## Instructions to follow:
Could you output every record again, exactly as given?

Natural-language object grounding data

· · · · · · ·

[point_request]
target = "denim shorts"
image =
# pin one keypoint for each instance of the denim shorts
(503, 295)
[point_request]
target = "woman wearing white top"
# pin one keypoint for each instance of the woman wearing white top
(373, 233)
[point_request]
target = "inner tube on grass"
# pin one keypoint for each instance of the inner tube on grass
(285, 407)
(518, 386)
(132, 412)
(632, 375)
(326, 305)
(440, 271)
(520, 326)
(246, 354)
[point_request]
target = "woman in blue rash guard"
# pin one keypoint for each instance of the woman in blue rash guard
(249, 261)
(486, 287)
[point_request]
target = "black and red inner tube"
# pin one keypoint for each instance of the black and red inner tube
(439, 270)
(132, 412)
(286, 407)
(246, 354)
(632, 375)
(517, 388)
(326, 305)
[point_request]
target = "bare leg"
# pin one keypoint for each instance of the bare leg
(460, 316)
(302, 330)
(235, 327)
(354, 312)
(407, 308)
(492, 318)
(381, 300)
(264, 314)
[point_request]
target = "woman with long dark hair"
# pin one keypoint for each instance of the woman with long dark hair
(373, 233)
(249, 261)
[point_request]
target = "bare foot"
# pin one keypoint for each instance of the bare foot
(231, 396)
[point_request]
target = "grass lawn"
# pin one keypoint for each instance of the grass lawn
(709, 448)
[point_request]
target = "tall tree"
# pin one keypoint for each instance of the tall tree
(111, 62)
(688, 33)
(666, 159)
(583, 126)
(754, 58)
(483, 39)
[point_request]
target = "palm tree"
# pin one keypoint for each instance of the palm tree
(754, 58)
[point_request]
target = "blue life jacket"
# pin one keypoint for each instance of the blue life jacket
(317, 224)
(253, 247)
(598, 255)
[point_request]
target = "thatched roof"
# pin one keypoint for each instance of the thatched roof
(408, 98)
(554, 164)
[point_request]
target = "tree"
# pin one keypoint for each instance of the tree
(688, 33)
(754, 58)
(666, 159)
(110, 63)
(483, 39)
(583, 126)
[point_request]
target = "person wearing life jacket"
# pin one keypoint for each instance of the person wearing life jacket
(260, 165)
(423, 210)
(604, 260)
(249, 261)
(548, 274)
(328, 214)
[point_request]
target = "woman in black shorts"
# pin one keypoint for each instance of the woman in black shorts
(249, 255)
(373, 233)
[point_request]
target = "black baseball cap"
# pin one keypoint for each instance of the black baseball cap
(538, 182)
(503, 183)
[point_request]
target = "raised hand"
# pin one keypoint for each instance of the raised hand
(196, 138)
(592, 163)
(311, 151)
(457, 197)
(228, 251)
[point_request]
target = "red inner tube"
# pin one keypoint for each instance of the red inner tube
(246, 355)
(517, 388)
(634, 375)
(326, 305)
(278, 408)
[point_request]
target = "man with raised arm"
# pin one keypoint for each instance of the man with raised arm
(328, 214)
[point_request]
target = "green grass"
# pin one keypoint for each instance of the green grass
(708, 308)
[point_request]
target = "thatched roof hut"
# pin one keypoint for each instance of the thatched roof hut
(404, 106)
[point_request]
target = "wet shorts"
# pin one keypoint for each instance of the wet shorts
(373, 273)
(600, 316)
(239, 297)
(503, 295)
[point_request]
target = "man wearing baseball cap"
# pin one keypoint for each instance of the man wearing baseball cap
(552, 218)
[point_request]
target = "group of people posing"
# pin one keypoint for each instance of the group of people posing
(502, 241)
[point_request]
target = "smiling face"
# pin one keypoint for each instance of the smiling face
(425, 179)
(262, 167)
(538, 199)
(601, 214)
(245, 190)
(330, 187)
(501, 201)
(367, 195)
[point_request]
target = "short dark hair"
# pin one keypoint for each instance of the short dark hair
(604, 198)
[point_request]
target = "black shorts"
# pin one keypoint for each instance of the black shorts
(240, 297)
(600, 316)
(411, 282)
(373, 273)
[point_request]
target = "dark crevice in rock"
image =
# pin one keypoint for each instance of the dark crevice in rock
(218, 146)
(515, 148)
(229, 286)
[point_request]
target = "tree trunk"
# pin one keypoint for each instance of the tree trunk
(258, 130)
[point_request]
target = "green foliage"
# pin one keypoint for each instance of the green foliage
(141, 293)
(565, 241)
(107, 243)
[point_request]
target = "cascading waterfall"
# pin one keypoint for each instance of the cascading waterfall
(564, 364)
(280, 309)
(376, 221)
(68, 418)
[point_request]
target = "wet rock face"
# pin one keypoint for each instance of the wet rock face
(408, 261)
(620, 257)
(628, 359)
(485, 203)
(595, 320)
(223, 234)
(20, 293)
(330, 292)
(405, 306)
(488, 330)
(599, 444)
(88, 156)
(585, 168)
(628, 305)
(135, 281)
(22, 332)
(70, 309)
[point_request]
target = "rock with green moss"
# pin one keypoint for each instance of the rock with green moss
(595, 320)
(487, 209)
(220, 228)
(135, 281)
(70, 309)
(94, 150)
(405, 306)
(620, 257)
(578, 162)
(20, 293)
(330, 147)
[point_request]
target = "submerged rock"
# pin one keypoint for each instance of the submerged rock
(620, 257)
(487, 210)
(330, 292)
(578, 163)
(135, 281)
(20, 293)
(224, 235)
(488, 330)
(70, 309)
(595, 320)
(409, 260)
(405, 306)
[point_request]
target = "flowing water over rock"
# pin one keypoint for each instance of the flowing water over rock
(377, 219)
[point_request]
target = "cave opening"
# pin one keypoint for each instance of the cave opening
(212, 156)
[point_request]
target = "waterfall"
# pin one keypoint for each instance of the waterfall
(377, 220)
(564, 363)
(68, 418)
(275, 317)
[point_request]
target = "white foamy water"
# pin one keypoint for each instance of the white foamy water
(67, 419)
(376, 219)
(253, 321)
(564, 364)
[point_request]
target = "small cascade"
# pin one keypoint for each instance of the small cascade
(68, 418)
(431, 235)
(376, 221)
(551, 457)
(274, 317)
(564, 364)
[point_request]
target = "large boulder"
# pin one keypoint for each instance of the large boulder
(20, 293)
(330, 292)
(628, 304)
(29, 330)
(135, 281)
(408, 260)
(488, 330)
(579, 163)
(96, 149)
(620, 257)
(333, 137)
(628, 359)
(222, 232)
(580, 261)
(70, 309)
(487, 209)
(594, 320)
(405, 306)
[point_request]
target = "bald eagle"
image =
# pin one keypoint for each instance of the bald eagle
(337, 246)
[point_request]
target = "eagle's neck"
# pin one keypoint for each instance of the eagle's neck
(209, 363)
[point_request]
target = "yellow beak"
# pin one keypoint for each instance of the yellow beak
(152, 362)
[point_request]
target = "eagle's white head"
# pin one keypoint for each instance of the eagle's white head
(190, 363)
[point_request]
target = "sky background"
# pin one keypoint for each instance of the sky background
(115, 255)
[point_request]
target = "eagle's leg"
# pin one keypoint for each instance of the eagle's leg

· · · · · · ·

## Expected output:
[point_request]
target = "denim shorts"
image =
# pin one keypoint for each instance of the denim shorts
(503, 295)
[point_request]
target = "woman wearing white top"
# pin one keypoint for each instance of the woman wearing white top
(373, 233)
[point_request]
target = "inner tube on grass"
# pin one keypoint for each instance of the inner tube on grass
(285, 407)
(518, 386)
(132, 412)
(632, 375)
(326, 305)
(440, 271)
(520, 326)
(246, 354)
[point_request]
target = "woman in blue rash guard"
# pin one keypoint for each instance of the woman in blue rash guard
(249, 261)
(486, 287)
[point_request]
target = "black and red inner tube"
# pin one keypoint for each instance of the black and red inner tube
(439, 270)
(132, 412)
(286, 407)
(246, 354)
(632, 375)
(517, 388)
(326, 305)
[point_request]
target = "bare leg"
# pin one keypoint for each instance of the bare leg
(460, 316)
(302, 330)
(235, 327)
(354, 312)
(407, 308)
(492, 318)
(381, 300)
(264, 314)
[point_request]
target = "woman with long dark hair"
# pin one keypoint for each instance of the woman with long dark hair
(373, 233)
(249, 261)
[point_request]
target = "bare foot"
# pin one keypoint for each instance of the bare foot
(231, 396)
[point_request]
target = "grass lawn"
# pin one keypoint for each instance of the grass lawn
(709, 448)
[point_request]
target = "tall tree"
# pin one keypoint for each instance of the tall tree
(111, 62)
(688, 33)
(666, 159)
(583, 126)
(754, 58)
(483, 39)
[point_request]
target = "palm tree"
# pin one keypoint for each instance of the palm tree
(754, 58)
[point_request]
target = "blue life jacket"
# pin one keypoint for each instance of the blue life jacket
(317, 224)
(253, 247)
(598, 255)
[point_request]
target = "thatched roof"
# pin one keypoint for each instance of the thatched roof
(408, 98)
(554, 164)
[point_request]
target = "tree"
# pin one keypoint for each instance of the tree
(688, 33)
(754, 58)
(666, 159)
(110, 63)
(483, 39)
(583, 126)
[point_request]
target = "person wearing life jacket"
# pin one keypoint for each instance of the person wearing life jacket
(260, 165)
(423, 210)
(604, 260)
(249, 261)
(548, 274)
(328, 214)
[point_request]
target = "woman in black shorts"
# pin one keypoint for each instance of the woman in black shorts
(249, 255)
(373, 233)
[point_request]
target = "black baseball cap"
# pin one keypoint for each instance of the black baseball cap
(538, 182)
(503, 183)
[point_request]
target = "raised hand"
# pin one keypoint for each instance of the raised hand
(196, 138)
(592, 163)
(311, 151)
(457, 197)
(228, 251)
[point_request]
target = "red inner tube"
# pin one keypoint for each instance of the red inner tube
(246, 355)
(517, 388)
(634, 375)
(326, 305)
(278, 408)
[point_request]
target = "man with raised arm"
# pin one keypoint for each instance of the man with raised arm
(328, 214)
[point_request]
target = "green grass"
# pin one keypoint for each instance of the green grass
(708, 308)
[point_request]
target = "thatched roof hut"
# pin one keypoint for each instance of the thatched roof hut
(404, 106)
[point_request]
target = "wet shorts"
# pin one keypoint for each instance of the wet shorts
(373, 273)
(600, 316)
(239, 297)
(503, 295)
[point_request]
target = "man wearing baseball cap"
# pin one keypoint for each instance of the man wearing baseball cap
(552, 218)
[point_request]
target = "group of people posing"
# pin one keypoint for each instance of the group of people posing
(502, 241)
[point_request]
target = "smiling face"
# pin one keypoint for each instance of the smiling face
(425, 179)
(262, 167)
(538, 199)
(601, 214)
(245, 190)
(330, 187)
(501, 201)
(367, 195)
[point_request]
target = "short dark hair"
# pin one keypoint for each instance of the short dark hair
(604, 198)
[point_request]
target = "black shorts"
# pin one keypoint for each instance of the black shorts
(240, 297)
(600, 316)
(411, 282)
(373, 273)
[point_request]
target = "dark crevice in rock"
image =
# pin one keypoint for each instance of the dark crevice in rock
(218, 146)
(515, 148)
(229, 286)
[point_request]
target = "tree trunk"
# pin one keypoint for each instance of the tree trunk
(258, 130)
[point_request]
target = "green foliage"
# pin one keypoint for each instance of the green foliage
(141, 293)
(565, 241)
(107, 243)
[point_request]
target = "cascading waterfall"
# pin one keypoint for each instance of the cascading waterfall
(564, 364)
(280, 309)
(376, 221)
(68, 418)
[point_request]
target = "wet rock face"
# pin one keypoint for each instance of the wet rock face
(408, 261)
(620, 257)
(628, 359)
(485, 203)
(595, 320)
(223, 234)
(20, 293)
(330, 292)
(405, 306)
(488, 330)
(599, 444)
(88, 156)
(585, 168)
(628, 305)
(135, 281)
(22, 332)
(70, 309)
[point_request]
target = "rock with green moss"
# pin one keypoint for each instance of the rock with green moss
(595, 320)
(487, 209)
(220, 228)
(135, 281)
(70, 309)
(94, 150)
(405, 306)
(620, 257)
(578, 162)
(20, 293)
(330, 147)
[point_request]
target = "submerged rock"
# pin one keypoint for each instance of the submerged rock
(620, 257)
(487, 210)
(330, 292)
(578, 163)
(135, 281)
(20, 293)
(224, 235)
(488, 330)
(70, 309)
(595, 320)
(409, 260)
(405, 306)
[point_request]
target = "flowing water over rock"
# pin one keypoint for each instance of the flowing water over rock
(377, 219)
[point_request]
target = "cave opening"
# pin one keypoint for each instance of the cave opening
(212, 156)
[point_request]
target = "waterfall"
# pin one keypoint for each instance of the waterfall
(377, 220)
(564, 363)
(68, 418)
(275, 317)
[point_request]
target = "white foamy water"
# pin one keypoint for each instance of the white foamy water
(67, 419)
(376, 219)
(253, 321)
(564, 364)
[point_request]
target = "small cascade"
# pin one keypoint for each instance of the small cascade
(68, 418)
(431, 235)
(376, 221)
(551, 457)
(274, 317)
(564, 364)
[point_request]
target = "large boulder"
# pin one keypoint for each instance of the large boulder
(20, 293)
(330, 292)
(628, 304)
(29, 330)
(135, 281)
(408, 260)
(488, 330)
(579, 163)
(96, 149)
(620, 257)
(333, 137)
(628, 359)
(222, 232)
(580, 261)
(70, 309)
(487, 209)
(594, 320)
(405, 306)
[point_request]
target = "bald eagle"
image =
# pin one keypoint for each instance of the bald eagle
(337, 246)
[point_request]
target = "eagle's neck"
# pin one keypoint for each instance of the eagle's neck
(209, 363)
[point_request]
target = "yellow beak"
# pin one keypoint for each instance of the yellow beak
(152, 362)
[point_request]
target = "eagle's white head"
# pin one keypoint for each instance of the eagle's white head
(190, 363)
[point_request]
target = "sky background"
# pin one keypoint for each instance of the sky background
(115, 255)
[point_request]
target = "eagle's leg"
# pin one keypoint for each instance of the eagle's leg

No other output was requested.